(Coordinate annotation records)
┄┄┄┄┄┄

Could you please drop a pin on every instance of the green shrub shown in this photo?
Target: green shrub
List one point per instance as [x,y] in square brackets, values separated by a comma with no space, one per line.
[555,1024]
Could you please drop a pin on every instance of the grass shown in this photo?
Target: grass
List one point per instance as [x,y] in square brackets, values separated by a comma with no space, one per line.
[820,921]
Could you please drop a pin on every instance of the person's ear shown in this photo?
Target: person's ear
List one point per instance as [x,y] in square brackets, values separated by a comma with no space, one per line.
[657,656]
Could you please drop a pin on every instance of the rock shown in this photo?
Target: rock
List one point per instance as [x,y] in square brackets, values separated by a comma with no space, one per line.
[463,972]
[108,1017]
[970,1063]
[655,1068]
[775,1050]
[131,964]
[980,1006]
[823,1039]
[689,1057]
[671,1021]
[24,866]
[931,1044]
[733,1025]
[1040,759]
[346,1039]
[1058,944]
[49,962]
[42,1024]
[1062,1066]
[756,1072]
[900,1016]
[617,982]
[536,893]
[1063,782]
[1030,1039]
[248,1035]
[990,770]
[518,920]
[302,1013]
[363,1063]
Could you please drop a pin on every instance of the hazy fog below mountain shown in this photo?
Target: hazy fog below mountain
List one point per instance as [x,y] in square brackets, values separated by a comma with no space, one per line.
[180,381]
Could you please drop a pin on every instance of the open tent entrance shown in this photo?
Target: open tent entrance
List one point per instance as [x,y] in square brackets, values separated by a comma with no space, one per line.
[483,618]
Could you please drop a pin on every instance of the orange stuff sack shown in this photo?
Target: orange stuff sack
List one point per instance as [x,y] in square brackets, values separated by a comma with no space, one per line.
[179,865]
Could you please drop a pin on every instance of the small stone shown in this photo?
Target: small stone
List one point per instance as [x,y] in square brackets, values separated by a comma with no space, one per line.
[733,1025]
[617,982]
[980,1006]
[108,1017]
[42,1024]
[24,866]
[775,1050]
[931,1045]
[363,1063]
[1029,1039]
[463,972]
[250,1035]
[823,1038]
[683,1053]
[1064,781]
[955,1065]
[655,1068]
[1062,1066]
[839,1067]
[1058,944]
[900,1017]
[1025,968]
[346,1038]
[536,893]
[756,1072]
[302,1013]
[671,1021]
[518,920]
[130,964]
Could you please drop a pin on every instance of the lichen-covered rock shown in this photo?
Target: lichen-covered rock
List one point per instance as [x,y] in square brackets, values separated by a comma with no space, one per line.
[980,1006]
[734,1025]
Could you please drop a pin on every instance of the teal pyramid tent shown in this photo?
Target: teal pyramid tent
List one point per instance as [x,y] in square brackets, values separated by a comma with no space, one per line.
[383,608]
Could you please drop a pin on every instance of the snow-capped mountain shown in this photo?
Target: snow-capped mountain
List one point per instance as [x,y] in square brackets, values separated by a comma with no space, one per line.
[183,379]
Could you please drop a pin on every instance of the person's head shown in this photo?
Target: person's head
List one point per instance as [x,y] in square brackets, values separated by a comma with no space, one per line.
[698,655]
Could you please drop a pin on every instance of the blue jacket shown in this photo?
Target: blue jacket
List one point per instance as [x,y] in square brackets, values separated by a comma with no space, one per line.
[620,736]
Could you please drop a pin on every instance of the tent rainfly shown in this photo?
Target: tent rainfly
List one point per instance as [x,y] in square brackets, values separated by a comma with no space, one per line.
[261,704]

┄┄┄┄┄┄

### [REQUEST]
Copy the items from the line containing "rainfly shown in this photo?" through the end of the items, both ends included, swapping "tent rainfly" for "tent flysheet" and leaving everything else as it is.

### [WRITTEN RESPONSE]
Could you please drop a pin on every instance of the tent flysheet shown in this photo?
Target: tent flysheet
List one point per instance as [x,y] in square brackets, values separated by a comma with no space, one per line.
[261,704]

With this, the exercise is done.